---- EXCERPTED DATA

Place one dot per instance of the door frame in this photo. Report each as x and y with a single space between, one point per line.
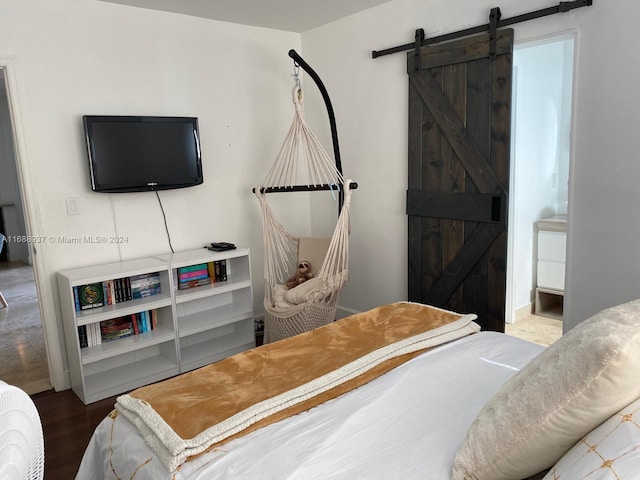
510 307
33 225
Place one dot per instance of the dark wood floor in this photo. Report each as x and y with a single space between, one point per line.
67 424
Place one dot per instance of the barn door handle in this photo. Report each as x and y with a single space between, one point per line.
496 208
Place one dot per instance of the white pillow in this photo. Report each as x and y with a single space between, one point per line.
300 293
611 451
570 388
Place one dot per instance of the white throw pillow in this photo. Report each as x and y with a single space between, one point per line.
565 392
611 451
300 293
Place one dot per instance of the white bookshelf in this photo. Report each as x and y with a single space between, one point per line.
195 326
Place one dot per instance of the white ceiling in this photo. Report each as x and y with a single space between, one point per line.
289 15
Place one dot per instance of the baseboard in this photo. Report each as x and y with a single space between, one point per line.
524 311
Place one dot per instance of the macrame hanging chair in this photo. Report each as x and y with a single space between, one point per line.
302 161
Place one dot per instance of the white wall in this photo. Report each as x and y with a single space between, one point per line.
75 57
12 212
370 101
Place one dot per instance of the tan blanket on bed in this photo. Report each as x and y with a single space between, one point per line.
191 413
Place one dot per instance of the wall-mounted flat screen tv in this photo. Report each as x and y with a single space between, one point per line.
137 154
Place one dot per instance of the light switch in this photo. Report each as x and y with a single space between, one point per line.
72 205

--------

* PROBLEM STATEMENT
Print exactly the lines above, starting at the line that contains "Place one dot per instance of the dark" and ending with the last line of the records, both included.

* CORRECT RESULT
Place one dot per instance of the dark wood floor in this photo. Report each as x and y with a single space between, one point per line.
67 424
Place one dot per instance of the barn door handle in this photo. Report each as x and y with a single space between, one point per line.
496 208
Place one dot per instance of the white pillow in this photo. Report each as x and y with a single space between, one point per line.
300 293
611 451
570 388
Place one dot per instance of the white throw pillow in this photo. Report each as x and y with a single space between, one point per line.
565 392
611 451
300 293
Place one dot per instance of the white bookshelf in this photo. Report each as x and y with a single space between, one point per line.
195 326
Place one dot per instance of the white ceiling in this photo. Report each as x and y with a single space between, one point per line.
289 15
Place one dot per instance of the baseboard in this photo. Report each as x and y with a single space between, one point per line.
524 311
Place one dot per instance of the macrame hanging chair in this photo. Report each as x and y with a single space between, one point per line.
302 161
Place one dot per instance of the white wall in this photo. Report each as x and y with a single space between, one point per line.
75 57
12 212
370 101
Place one dot per instance of the tan blanket on bed in this photo. Report each as x and y with a single space between, one point per line.
191 413
Place one dot per instance of the wall-mounted flat screen tv in this photo. Report each as x and y with a single space between, one point per line.
137 154
Place one dot per instance of the light switch in this photo. Report each as x and y with a single space between, one point per line.
72 205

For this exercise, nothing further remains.